▶ Source passage
--- Start ---

As mentioned previously in my blog, I evolved to direct voice after I noticed that the phonetic samples were getting slightly modified by spirit voices. I reasoned that it should be possible to extract voices directly from a stream of electronically created noise (e.g., radio static).

I don’t know the full history of getting continuous (not just occasional) voices from noise, but it turned out that around the time I started this venture a few years back, I met Keith Clark, who has been running a direct voice from noise stream since the late 2000’s on YouTube. He takes noise generated either mathematically or from a software-defined radio (SDR) and applies a series of denoising filters (software plugins) to extract a continuous voice.

From my work experience, I knew about two denoising methods: spectral subtraction and machine learning.  At first, I experimented a lot with spectral subtraction using the ReaFir Noise Gate plugin run in FL Studio. This plugin allows detailed setting of a frequency-dependent “gate.” When a particular window of samples in time (e.g., N = 2048) has a frequency amplitude over the defined gate/threshold, that “note” is played. Any frequency amplitudes below are made silent. For low noise situations, spectral subtraction is a very solid method. However, as the noise volume gets larger vs. the voice, the algorithm can produce a lot of musical tone artifacts. The waveform editor, Audacity uses a similar spectral subtraction method to denoise signals.

--- End ---

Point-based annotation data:
--- Start ---

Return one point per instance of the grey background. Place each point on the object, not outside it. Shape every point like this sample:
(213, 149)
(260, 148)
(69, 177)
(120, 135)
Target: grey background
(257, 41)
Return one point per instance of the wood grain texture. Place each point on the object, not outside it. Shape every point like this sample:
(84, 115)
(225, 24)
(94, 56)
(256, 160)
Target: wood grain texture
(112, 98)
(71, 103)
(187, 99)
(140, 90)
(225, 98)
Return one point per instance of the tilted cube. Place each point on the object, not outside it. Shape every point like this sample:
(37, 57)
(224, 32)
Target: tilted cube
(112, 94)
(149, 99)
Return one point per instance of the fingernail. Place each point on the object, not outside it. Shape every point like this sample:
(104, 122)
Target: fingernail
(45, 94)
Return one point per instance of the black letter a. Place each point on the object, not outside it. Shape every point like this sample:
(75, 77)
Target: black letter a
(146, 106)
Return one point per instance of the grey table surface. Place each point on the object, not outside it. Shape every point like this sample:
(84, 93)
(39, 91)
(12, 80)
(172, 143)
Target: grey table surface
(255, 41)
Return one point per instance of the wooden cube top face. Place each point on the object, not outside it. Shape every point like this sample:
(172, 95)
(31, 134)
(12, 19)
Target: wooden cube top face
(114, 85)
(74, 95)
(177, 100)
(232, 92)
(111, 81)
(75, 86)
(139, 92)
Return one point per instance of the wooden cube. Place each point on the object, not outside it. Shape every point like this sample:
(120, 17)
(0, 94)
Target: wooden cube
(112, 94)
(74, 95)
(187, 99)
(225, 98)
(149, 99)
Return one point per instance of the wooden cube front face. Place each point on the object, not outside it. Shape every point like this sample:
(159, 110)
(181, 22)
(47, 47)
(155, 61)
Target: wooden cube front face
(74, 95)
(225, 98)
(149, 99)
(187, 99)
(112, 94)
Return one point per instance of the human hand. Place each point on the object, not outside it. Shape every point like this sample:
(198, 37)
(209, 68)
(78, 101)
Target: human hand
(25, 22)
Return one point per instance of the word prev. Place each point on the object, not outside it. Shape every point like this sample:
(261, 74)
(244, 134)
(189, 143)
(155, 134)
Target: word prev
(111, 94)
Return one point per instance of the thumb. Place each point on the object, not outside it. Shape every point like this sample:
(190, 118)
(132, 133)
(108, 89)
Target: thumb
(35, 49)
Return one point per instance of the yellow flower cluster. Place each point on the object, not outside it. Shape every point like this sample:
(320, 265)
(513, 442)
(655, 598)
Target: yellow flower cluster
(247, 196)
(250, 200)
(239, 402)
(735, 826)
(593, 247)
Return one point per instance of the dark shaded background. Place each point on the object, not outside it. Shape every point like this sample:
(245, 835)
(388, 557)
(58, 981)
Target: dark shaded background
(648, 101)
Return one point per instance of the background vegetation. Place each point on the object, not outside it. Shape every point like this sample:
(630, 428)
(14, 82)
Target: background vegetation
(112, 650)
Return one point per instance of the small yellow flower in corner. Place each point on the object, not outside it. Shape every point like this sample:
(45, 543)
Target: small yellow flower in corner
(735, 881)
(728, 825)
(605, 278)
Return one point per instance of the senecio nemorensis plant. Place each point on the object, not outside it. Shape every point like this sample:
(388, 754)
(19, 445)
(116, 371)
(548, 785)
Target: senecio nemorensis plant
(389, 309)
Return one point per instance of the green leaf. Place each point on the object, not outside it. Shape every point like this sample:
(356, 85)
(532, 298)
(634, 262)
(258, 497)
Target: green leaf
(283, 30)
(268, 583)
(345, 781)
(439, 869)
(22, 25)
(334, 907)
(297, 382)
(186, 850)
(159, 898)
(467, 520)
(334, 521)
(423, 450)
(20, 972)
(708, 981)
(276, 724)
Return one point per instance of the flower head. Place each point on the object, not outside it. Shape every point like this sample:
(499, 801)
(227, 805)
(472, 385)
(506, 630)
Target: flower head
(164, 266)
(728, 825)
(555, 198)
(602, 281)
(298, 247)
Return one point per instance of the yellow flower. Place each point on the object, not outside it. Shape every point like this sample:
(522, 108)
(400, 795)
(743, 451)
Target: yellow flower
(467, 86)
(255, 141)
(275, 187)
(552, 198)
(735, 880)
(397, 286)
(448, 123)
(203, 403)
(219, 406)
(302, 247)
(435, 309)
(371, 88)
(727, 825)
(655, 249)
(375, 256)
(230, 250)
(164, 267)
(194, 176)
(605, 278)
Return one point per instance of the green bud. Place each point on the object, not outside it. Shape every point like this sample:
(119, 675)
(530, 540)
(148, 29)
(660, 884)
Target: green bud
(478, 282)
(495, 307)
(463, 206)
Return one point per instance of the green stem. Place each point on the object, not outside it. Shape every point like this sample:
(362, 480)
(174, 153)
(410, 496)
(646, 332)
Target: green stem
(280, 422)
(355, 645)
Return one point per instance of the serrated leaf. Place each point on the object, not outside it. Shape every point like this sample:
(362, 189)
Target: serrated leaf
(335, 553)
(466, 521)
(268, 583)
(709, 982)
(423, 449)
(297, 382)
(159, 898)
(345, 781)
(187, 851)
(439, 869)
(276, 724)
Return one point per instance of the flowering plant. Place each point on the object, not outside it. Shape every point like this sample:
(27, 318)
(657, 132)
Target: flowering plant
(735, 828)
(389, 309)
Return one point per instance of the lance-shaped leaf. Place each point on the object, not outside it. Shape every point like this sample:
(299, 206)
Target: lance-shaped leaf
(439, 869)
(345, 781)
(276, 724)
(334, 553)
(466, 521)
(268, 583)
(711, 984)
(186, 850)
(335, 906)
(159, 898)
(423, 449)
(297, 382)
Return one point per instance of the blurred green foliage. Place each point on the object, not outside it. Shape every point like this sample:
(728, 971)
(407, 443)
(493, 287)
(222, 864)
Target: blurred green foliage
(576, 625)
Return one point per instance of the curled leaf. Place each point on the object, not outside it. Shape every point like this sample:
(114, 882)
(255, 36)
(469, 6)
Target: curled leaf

--- End ---

▶ What to work on
1. Copy the passage about extracting voices from noise, everything from "As mentioned previously" down to "(e.g., radio static).".
2. Give only the number of lines in the records that contain the string "texture", where case counts.
The text and the records are unrelated.

▶ Correct answers
1.
As mentioned previously in my blog, I evolved to direct voice after I noticed that the phonetic samples were getting slightly modified by spirit voices. I reasoned that it should be possible to extract voices directly from a stream of electronically created noise (e.g., radio static).

2. 2